All things must passは、ジョージ・ハリスンの曲であり、三枚組のソロ・アルバムのタイトルでもある(CDでは2枚組だが、発売当時はLPレコードで3枚組だった)。

 その言葉の意味するところは「諸行無常」、同じ波は二度と来ない、すべては移りゆく、ということだ。ジョージは仏教や東洋思想に傾倒していた。

 

「人生には二度と同じことは起こらない。とても貴重に感じるけれど、それはけっして特別なことではないんですよね」と門田さんは語った。

 

「白樺も、二本同じものはありません。同じ樹はなくて、すべての樹が違う生命です。

 白樺の絵は、最初は誰が見ても樹とわかるように描いていたんですが、最近は次第に、「中に入っている」というか、白樺を描きたいというよりも、白樺を通して私が見ているものを描きたいのかなと思ったりしています。自分の内面を描くというか。

 海や水平線もよく描くモチーフですが、海も白樺と同じで、海の絵を通して、私が見て、感じているものを表現しているのかなって思うこともあります。あと、時間とか。色彩も情景も、そのときの私自身の心もようというか。ときどき、思いっきり抽象画を描いてみたいと思うこともあります」

● 提供資料
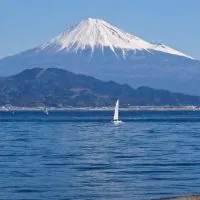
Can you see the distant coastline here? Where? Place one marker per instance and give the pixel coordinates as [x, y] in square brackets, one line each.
[130, 108]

● 課題の要件
読解用抜粋のうち「その言葉の意味するところは「」から「みたいと思うこともあります」」までを、両端の語句も含めて一字も変えずに書き写せ。

● 課題の出力
その言葉の意味するところは「諸行無常」、同じ波は二度と来ない、すべては移りゆく、ということだ。ジョージは仏教や東洋思想に傾倒していた。

 

「人生には二度と同じことは起こらない。とても貴重に感じるけれど、それはけっして特別なことではないんですよね」と門田さんは語った。

 

「白樺も、二本同じものはありません。同じ樹はなくて、すべての樹が違う生命です。

 白樺の絵は、最初は誰が見ても樹とわかるように描いていたんですが、最近は次第に、「中に入っている」というか、白樺を描きたいというよりも、白樺を通して私が見ているものを描きたいのかなと思ったりしています。自分の内面を描くというか。

 海や水平線もよく描くモチーフですが、海も白樺と同じで、海の絵を通して、私が見て、感じているものを表現しているのかなって思うこともあります。あと、時間とか。色彩も情景も、そのときの私自身の心もようというか。ときどき、思いっきり抽象画を描いてみたいと思うこともあります」